What is expected:
Exactly reproduce the lines from the line bearing "Need: one point per instance of the green t-shirt, placed" through the end of the listing, inclusive of both; pictures are to be omitted.

Data records:
BEGIN
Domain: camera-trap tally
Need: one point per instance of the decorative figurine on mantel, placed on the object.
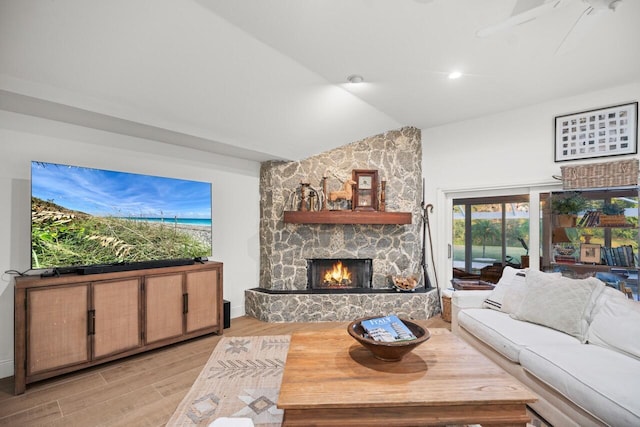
(304, 193)
(308, 199)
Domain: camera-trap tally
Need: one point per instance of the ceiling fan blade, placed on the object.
(523, 11)
(580, 28)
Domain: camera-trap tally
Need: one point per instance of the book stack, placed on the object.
(589, 219)
(622, 256)
(387, 329)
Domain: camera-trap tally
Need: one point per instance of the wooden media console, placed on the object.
(73, 321)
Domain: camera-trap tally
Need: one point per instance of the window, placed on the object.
(490, 230)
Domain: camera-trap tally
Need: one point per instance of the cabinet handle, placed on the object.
(185, 303)
(91, 326)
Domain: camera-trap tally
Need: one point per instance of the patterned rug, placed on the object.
(241, 379)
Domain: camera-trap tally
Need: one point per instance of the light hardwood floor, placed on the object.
(141, 390)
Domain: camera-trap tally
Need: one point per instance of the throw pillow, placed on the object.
(616, 325)
(495, 300)
(510, 290)
(559, 303)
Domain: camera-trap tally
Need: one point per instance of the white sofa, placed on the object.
(575, 343)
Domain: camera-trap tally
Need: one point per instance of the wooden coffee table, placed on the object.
(331, 380)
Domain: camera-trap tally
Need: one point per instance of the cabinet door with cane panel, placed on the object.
(57, 327)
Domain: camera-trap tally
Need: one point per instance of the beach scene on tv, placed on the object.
(83, 216)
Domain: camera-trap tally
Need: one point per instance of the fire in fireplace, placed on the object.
(323, 273)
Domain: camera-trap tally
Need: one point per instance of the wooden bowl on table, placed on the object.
(388, 351)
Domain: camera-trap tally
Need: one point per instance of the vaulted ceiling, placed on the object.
(266, 79)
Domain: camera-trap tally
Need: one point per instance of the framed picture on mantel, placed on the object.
(365, 196)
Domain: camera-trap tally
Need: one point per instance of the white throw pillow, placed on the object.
(616, 325)
(559, 303)
(510, 289)
(496, 299)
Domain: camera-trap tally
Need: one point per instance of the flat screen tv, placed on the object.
(92, 217)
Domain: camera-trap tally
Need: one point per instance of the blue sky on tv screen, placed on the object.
(110, 193)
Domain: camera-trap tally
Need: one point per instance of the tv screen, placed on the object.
(82, 217)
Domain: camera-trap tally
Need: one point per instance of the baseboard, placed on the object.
(6, 368)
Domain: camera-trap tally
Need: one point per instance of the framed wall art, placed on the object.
(590, 253)
(610, 131)
(366, 191)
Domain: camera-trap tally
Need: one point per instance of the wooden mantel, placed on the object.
(347, 217)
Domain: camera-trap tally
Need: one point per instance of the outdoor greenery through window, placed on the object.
(490, 230)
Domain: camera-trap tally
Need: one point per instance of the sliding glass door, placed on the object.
(490, 230)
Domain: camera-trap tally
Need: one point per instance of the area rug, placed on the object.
(240, 380)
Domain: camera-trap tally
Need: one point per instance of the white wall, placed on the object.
(235, 187)
(504, 153)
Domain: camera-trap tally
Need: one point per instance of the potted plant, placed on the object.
(566, 208)
(612, 215)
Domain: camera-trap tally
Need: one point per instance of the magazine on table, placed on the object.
(387, 329)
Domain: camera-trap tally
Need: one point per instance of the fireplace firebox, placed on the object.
(335, 273)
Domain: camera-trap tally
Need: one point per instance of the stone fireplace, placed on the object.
(333, 274)
(393, 249)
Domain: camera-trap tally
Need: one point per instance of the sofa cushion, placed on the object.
(560, 303)
(506, 335)
(601, 381)
(616, 325)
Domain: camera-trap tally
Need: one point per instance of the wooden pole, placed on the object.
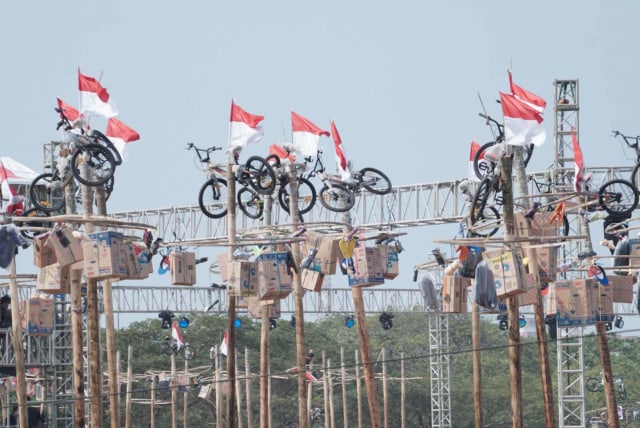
(343, 371)
(18, 349)
(174, 393)
(513, 310)
(477, 366)
(127, 410)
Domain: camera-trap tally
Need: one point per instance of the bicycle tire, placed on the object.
(482, 167)
(261, 175)
(306, 194)
(592, 384)
(250, 202)
(212, 198)
(337, 198)
(100, 160)
(618, 196)
(33, 212)
(47, 192)
(380, 183)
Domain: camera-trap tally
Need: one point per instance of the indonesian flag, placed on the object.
(578, 162)
(120, 134)
(94, 99)
(532, 100)
(245, 128)
(70, 113)
(224, 346)
(305, 135)
(471, 173)
(175, 333)
(341, 159)
(522, 124)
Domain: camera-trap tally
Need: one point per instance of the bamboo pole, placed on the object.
(127, 410)
(513, 309)
(385, 389)
(174, 393)
(18, 349)
(477, 366)
(343, 371)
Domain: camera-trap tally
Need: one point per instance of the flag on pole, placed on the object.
(245, 128)
(305, 135)
(522, 124)
(578, 160)
(341, 159)
(70, 113)
(532, 100)
(94, 99)
(224, 346)
(120, 134)
(177, 336)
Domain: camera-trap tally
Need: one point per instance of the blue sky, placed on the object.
(400, 79)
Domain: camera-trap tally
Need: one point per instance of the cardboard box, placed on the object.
(621, 288)
(43, 252)
(242, 278)
(368, 267)
(328, 252)
(509, 273)
(312, 280)
(182, 265)
(274, 280)
(53, 279)
(454, 294)
(37, 316)
(67, 246)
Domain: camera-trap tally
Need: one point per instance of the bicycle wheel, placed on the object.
(337, 198)
(100, 160)
(375, 181)
(306, 196)
(213, 198)
(618, 197)
(261, 175)
(592, 384)
(33, 212)
(47, 192)
(250, 202)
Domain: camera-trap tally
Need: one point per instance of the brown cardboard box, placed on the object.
(43, 253)
(53, 279)
(37, 316)
(312, 280)
(182, 265)
(66, 245)
(454, 294)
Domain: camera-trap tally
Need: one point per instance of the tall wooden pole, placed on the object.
(513, 310)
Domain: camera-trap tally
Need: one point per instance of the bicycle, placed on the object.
(488, 156)
(170, 346)
(594, 384)
(256, 177)
(635, 174)
(93, 148)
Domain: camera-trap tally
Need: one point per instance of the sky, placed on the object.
(401, 80)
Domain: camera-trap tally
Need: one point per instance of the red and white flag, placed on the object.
(177, 336)
(305, 135)
(471, 172)
(70, 112)
(532, 100)
(224, 346)
(522, 124)
(94, 99)
(245, 128)
(120, 134)
(578, 160)
(341, 159)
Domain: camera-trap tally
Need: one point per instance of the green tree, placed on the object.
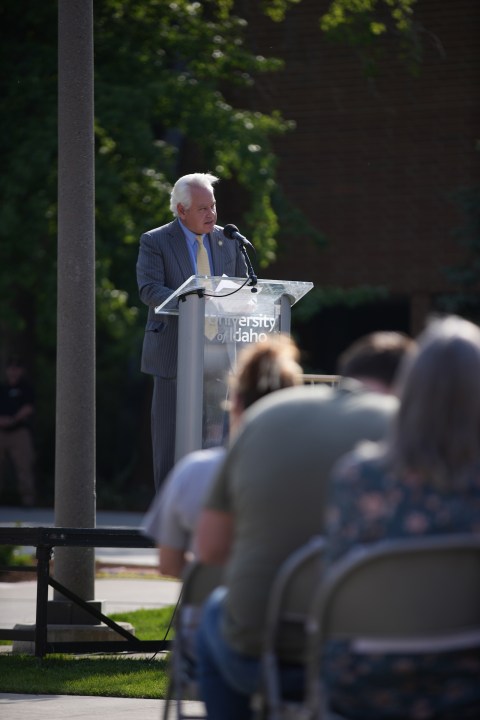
(161, 69)
(164, 75)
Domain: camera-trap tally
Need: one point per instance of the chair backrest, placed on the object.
(199, 581)
(287, 610)
(405, 595)
(292, 590)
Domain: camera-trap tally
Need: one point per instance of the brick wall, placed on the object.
(374, 165)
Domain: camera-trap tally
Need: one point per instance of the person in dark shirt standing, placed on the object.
(16, 413)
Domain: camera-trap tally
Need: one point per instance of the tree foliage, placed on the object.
(163, 75)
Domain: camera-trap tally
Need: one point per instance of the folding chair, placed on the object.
(287, 610)
(397, 596)
(198, 582)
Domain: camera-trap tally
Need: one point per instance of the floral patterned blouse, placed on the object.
(367, 503)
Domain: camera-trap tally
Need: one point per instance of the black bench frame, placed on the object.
(45, 539)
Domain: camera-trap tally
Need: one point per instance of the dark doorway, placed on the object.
(325, 336)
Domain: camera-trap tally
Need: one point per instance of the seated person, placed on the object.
(374, 359)
(425, 480)
(263, 367)
(267, 500)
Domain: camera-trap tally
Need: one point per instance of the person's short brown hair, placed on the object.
(377, 355)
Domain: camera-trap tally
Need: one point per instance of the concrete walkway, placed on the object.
(118, 594)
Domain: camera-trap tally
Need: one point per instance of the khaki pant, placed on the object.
(19, 446)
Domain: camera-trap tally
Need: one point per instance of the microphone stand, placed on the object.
(251, 274)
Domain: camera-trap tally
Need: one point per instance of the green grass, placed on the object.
(114, 676)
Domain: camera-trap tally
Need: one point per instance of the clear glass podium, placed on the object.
(217, 317)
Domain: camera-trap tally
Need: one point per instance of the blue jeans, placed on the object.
(227, 678)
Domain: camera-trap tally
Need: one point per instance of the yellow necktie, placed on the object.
(203, 263)
(203, 268)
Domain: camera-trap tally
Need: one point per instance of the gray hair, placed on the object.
(182, 190)
(437, 431)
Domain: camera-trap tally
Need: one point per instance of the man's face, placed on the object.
(201, 216)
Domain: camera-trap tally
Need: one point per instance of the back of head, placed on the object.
(181, 192)
(375, 359)
(264, 367)
(437, 433)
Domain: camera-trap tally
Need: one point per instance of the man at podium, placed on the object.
(192, 244)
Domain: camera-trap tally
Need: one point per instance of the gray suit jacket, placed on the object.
(163, 264)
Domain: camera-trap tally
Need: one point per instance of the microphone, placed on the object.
(232, 232)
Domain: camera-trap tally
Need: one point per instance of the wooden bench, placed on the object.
(44, 539)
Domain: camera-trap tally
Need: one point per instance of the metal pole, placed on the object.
(75, 408)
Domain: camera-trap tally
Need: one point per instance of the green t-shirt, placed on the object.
(274, 482)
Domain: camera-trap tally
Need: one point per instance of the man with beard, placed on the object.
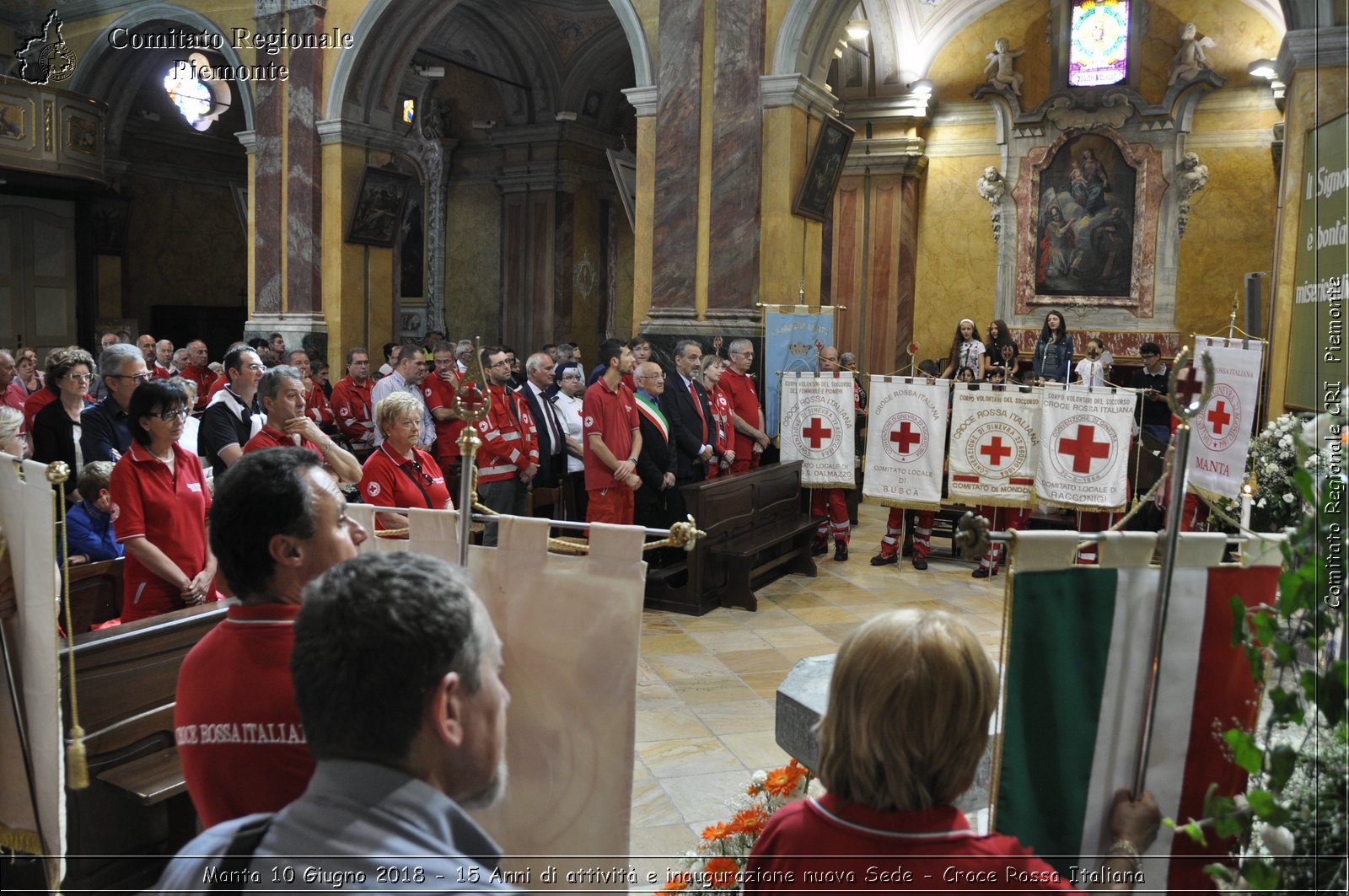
(401, 747)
END
Solution to this problem:
Need: one point per instance of the green t-shirt, placed on the object.
(274, 482)
Domain: camera-trap tally
Need: one point per instance of the man with beard, placed on the object.
(401, 747)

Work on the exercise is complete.